# ☆Tap Studio 3 Petition for Android!☆



## Adizzzle (Oct 19, 2012)

:beer:








Remember Tap Studio 3, for the iDoor-stop? (iPhone)
Well I ultimately found this, the BEST music, tapping, rhythm based game ever made! Sadly though, after I made the switch to Android, I soon realized DropDStudios, doesn't support Androids...

I decided to throw DropDStudios some positive feedback on their game, and also suggest it would make a great addition to the Google Play store.

They promptly replied, in a nice manner and denied my suggestion to port their game to Android devices.

That made me a bit sad. But then I realized, if enough people could suggest porting Tap Studio 3 to our beloved Androids, well we would have a darned good Custom Rhythm Tapping Game!

Here is DropDStudio's webpage:
http://www.dropdstudios.com/
Please leave them a suggestion!









And here is DropDStudio's Facebook page:
http://www.facebook.com/dropdstudios
Hope people are as eager to see this for Androids, as I am.
:beer:

Sent from your Momma's phone
Blog: http://ajizzzle.blogspot.ca/


----------



## codesplice (Oct 21, 2011)

:: DATA EXCERPT ::
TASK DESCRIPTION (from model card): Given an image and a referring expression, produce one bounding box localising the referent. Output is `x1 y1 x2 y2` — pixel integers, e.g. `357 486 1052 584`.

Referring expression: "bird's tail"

:: AIM OF THE TASK ::
Return the passage of the Tap Studio 3 petition thread between "Remember Tap Studio" and "Google Play store.", inclusive, copied word for word.

:: RESPONSE ::
Remember Tap Studio 3, for the iDoor-stop? (iPhone)
Well I ultimately found this, the BEST music, tapping, rhythm based game ever made! Sadly though, after I made the switch to Android, I soon realized DropDStudios, doesn't support Androids...

I decided to throw DropDStudios some positive feedback on their game, and also suggest it would make a great addition to the Google Play store.